The problem. Could you arrange every line of the listing below as a Markdown table with the columns "Row" and "Listing line", numbering each row and leaving out blank lines?

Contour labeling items
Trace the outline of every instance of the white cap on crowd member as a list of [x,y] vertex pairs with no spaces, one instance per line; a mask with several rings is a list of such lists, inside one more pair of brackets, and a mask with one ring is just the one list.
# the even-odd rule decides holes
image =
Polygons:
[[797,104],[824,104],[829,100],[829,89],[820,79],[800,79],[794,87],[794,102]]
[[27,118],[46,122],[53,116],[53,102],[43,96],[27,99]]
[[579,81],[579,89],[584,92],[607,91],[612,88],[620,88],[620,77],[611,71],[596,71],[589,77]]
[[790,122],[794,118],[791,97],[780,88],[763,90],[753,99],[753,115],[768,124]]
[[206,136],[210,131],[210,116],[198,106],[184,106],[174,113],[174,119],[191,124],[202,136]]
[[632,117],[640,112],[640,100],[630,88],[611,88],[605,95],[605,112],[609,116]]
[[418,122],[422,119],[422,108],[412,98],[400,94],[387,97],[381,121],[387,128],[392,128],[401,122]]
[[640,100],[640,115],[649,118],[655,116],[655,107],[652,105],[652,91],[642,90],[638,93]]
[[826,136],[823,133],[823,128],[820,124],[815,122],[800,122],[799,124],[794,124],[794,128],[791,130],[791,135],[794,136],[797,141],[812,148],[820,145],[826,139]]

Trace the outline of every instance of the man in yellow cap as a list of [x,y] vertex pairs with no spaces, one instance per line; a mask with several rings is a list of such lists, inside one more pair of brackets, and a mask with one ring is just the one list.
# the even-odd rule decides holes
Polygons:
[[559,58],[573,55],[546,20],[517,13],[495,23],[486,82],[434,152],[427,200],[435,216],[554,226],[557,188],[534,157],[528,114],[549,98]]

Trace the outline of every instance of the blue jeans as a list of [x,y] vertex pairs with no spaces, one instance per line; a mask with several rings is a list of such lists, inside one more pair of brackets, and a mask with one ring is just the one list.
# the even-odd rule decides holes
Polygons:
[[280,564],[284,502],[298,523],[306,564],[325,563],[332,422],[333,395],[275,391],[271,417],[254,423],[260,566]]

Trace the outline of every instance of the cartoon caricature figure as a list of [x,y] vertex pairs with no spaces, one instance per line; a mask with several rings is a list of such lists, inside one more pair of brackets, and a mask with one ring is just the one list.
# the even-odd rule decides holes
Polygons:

Answer to this task.
| Row | Listing line |
|---|---|
| 1 | Trace the outline of every instance of the white cap on crowd member as a list of [x,y] vertex pairs with no spaces, one instance per line; a mask with several rings is a list of such lists, inside one more pair of brackets, and a mask with one ring is just the one list. |
| 2 | # the even-odd rule decides holes |
| 3 | image = |
| 4 | Polygons: |
| 5 | [[797,104],[824,104],[829,100],[829,89],[820,79],[800,79],[794,87],[794,102]] |
| 6 | [[27,118],[46,122],[53,116],[53,102],[43,96],[27,99]] |
| 7 | [[579,81],[579,89],[584,92],[607,91],[612,88],[620,88],[620,77],[611,71],[596,71],[589,77]] |
| 8 | [[790,122],[794,118],[791,97],[780,88],[763,90],[753,99],[753,115],[768,124]] |
| 9 | [[206,136],[210,131],[210,116],[198,106],[184,106],[174,113],[174,119],[191,124],[202,136]] |
| 10 | [[632,117],[640,112],[640,100],[630,88],[611,88],[605,95],[605,112],[609,116]] |
| 11 | [[418,122],[422,119],[422,108],[412,98],[400,94],[387,97],[381,121],[387,128],[392,128],[401,122]] |
| 12 | [[640,100],[640,115],[649,118],[655,116],[655,107],[652,105],[652,91],[642,90],[638,93]] |
| 13 | [[826,136],[823,133],[823,128],[820,124],[815,122],[800,122],[799,124],[794,124],[794,128],[791,130],[791,135],[794,136],[797,141],[812,148],[820,145],[826,139]] |
| 14 | Trace the outline of every instance of the man in yellow cap as a list of [x,y] vertex pairs with no spaces, one instance per line; a mask with several rings is a list of such lists, inside one more pair of brackets, and a mask with one ring is just the one list. |
| 15 | # the even-odd rule decides holes |
| 16 | Polygons: |
| 17 | [[559,58],[573,55],[546,20],[517,13],[495,23],[486,82],[434,152],[427,200],[435,216],[554,226],[557,188],[534,157],[528,114],[549,98]] |
| 18 | Trace the outline of every instance of the blue jeans as a list of [x,y] vertex pairs with no spaces, one instance per line; a mask with several rings is a list of such lists, inside one more pair of brackets, and a mask with one ring is just the one list. |
| 19 | # the even-odd rule decides holes |
| 20 | Polygons: |
| 21 | [[280,564],[284,502],[298,523],[306,564],[325,563],[332,422],[333,395],[275,391],[271,417],[254,423],[260,566]] |
| 22 | Trace the outline of every instance of the cartoon caricature figure as a list of [x,y] vertex pairs with no spaces, one instance per line; a mask with several rings is a list of such lists, inside one more pair of brackets, and a mask with one ring is just the one list. |
| 23 | # the even-odd rule decides holes |
| 24 | Polygons: |